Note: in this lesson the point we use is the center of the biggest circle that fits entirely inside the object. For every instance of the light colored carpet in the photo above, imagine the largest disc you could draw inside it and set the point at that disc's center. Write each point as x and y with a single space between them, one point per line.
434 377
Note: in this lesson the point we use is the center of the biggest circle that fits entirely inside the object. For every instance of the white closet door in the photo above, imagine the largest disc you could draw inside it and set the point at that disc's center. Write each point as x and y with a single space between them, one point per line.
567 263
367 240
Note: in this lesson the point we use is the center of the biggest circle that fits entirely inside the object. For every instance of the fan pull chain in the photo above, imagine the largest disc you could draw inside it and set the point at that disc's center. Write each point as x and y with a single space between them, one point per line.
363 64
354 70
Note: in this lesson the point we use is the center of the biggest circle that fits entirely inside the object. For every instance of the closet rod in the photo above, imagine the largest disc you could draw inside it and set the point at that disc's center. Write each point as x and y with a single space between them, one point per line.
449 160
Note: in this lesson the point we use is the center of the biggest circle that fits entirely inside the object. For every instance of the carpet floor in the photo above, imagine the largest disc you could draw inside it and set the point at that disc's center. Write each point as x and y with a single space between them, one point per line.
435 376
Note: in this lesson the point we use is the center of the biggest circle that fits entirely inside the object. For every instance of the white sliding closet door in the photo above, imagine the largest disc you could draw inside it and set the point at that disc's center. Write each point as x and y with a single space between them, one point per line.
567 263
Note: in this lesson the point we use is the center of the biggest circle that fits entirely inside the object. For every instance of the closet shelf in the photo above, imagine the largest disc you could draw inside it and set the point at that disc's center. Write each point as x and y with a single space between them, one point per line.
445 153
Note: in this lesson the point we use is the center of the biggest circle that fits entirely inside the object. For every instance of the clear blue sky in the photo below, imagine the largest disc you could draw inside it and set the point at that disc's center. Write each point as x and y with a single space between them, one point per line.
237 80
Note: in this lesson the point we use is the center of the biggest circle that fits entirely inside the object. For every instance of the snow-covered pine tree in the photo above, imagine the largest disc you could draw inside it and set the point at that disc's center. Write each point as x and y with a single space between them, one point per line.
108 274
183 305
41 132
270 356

* * *

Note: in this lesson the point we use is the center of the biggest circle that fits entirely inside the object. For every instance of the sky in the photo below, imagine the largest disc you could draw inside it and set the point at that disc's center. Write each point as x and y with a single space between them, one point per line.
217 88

◆ Problem requirements
Please show each line above that contains the word "tree".

◆ Answer to this problem
Note: in this lesson the point we use is the center of the biggest circle that fits entirely inside the object. For every instance of the snow-covered pine tree in the photo above, imagine the largest disc you could draw inside it and set the point at that disc's center. Write each point as x and y with a single space between them, one point per line.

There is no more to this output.